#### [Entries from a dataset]
- - - - - - -
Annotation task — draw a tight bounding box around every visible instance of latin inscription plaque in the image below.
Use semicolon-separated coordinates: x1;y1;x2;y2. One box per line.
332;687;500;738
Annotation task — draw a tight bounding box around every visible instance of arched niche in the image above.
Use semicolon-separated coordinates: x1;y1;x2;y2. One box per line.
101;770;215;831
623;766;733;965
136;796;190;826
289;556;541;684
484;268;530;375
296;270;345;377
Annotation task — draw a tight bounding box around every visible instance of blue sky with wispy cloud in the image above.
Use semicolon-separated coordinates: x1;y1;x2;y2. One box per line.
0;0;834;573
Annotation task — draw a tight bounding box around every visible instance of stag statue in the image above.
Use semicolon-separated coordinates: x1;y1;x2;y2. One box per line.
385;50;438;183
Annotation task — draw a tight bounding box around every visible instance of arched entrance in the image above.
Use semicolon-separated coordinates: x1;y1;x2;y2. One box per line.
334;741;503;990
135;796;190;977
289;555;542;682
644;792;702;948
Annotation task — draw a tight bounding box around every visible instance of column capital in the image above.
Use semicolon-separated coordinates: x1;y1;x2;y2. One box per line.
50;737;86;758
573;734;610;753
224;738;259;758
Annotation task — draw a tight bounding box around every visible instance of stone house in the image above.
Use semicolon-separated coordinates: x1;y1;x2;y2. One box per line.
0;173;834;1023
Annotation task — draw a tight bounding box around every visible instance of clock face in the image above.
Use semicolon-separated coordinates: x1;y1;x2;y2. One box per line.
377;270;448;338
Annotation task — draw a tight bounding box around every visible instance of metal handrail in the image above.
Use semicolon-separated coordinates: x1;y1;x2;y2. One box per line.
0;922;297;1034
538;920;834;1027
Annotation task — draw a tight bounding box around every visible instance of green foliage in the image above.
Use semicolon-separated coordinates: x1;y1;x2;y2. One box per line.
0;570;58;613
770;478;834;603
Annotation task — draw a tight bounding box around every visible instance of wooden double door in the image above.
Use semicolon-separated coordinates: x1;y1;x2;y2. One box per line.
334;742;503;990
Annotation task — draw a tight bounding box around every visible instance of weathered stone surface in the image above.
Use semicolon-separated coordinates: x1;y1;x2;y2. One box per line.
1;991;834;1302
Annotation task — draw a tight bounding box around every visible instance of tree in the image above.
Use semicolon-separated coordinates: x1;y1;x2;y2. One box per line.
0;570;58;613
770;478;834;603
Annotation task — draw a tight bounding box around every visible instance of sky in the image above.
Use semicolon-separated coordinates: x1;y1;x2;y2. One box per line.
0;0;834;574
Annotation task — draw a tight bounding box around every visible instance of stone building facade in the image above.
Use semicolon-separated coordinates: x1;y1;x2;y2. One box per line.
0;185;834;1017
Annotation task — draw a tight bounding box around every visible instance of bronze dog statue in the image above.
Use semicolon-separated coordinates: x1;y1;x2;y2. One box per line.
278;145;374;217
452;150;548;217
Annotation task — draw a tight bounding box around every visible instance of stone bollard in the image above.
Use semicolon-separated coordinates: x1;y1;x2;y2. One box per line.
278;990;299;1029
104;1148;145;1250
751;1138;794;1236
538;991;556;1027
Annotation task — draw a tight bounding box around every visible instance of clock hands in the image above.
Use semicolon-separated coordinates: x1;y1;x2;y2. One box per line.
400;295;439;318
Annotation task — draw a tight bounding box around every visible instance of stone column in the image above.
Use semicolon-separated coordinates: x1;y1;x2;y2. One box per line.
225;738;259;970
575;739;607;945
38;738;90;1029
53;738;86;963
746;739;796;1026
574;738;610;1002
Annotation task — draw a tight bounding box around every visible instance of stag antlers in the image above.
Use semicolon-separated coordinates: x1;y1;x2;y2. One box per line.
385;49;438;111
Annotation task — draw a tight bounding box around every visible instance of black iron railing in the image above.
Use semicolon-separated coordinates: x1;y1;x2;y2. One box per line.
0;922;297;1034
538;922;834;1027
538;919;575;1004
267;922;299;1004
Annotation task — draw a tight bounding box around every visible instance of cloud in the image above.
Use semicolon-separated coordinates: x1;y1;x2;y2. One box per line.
- - - - - - -
#### [Set task]
Can you put the data above into a Markdown table with columns Row and Line, covering everything from the line containing "surface in the image above." down to the line containing "1;991;834;1302", both included, and skipping any blank lines?

#### [Answer for the task]
| Row | Line |
|---|---|
| 1 | Annotation task — draw a tight bounding box around every visible instance of weathered stone surface in the image above. |
| 2 | Use semicolon-separated coordinates: x1;y1;x2;y2. One box per line. |
| 3 | 1;991;834;1302 |